CHICAGO — A suburban woman is taking legal action against Frontier Airline over a damaged wheelchair.
Last year, Shannon O’Brien was flying home from the Dominican Republic — but when she landed, her wheelchair was not on board.
She said it was returned days later and badly damaged.
“My wheelchair is my legs. Without that, I can’t be independent or successful,” O’Brien said.
O’Brien said during that time, she was bedridden until the wheelchair arrived, describing the wait as more than an inconvenience.
“I’m doing this, not just on behalf of myself, but so no one else has to go through this,” she said.
O’Brien is entirely dependent on the wheelchair due to a genetic disease called spinal muscular atrophy, which causes her to have minimal movement in her arms and legs. She needs the wheelchair to move, get to work and get around.
It’s why O’Brien’s attorney, Lance Northcutt, is suing Frontier Airlines for negligence, alleging physical and emotional injuries. He said this lawsuit is the first step in an effort to improve travel experiences for people in wheelchairs.
#####
▶ [Assignment 1] From the wheelchair lawsuit article, copy word for word the part that opens with "O’Brien is entirely" and closes with "people in wheelchairs.".
▶ [Assignment 2] Write the next part of the wheelchair lawsuit article, picking up after its last sentence.
These lines have no connection to the wheelchair lawsuit article.
#####
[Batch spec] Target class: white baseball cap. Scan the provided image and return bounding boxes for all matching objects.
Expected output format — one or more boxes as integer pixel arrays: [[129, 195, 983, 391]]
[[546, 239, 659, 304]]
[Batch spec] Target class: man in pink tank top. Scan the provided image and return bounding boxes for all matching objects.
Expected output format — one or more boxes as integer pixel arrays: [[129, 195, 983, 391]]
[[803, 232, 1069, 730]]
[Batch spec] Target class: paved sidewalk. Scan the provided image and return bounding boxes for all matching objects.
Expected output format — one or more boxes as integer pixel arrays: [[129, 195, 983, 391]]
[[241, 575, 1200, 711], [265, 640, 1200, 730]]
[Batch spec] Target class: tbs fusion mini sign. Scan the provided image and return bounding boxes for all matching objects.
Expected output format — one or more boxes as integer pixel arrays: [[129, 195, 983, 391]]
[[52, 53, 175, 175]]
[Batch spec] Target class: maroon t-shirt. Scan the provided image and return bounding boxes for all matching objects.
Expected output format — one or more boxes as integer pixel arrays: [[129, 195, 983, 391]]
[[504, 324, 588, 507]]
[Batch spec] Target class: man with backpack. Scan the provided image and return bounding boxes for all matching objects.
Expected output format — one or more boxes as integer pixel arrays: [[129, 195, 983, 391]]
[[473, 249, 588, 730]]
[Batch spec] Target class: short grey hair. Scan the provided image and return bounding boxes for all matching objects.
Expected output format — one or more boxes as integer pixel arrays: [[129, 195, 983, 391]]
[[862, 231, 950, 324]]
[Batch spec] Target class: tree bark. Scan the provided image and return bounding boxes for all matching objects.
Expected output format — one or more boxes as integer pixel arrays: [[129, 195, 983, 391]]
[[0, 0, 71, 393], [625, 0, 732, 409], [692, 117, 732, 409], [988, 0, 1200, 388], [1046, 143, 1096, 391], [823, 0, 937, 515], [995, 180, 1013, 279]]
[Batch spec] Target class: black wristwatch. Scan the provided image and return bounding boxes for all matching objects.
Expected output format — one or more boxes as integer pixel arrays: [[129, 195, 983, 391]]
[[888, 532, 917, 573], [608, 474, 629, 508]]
#####
▶ [Exercise response 1]
O’Brien is entirely dependent on the wheelchair due to a genetic disease called spinal muscular atrophy, which causes her to have minimal movement in her arms and legs. She needs the wheelchair to move, get to work and get around.
It’s why O’Brien’s attorney, Lance Northcutt, is suing Frontier Airlines for negligence, alleging physical and emotional injuries. He said this lawsuit is the first step in an effort to improve travel experiences for people in wheelchairs.

▶ [Exercise response 2]
“Shannon spent 12 hours in great pain in the Orlando Airport all night long, having been kept from her wheelchair, which they could not retrieve from the cargo hold for one reason or another,” Northcutt said. “What every member of the disabled community faces, if they use a mechanized wheelchair, is the daunting reality that traveling on airlines comes with nothing but risk and stress.”
Frontier Airlines apologized in a written statement, saying in part, “We wish to again extend our apologies to Ms. O’Brien and her family for the significant inconvenience caused by the temporary absence of her wheelchair. We had multiple team members working to reunite her with her chair and ultimately placed it on another airline to get it to her as quickly as possible.”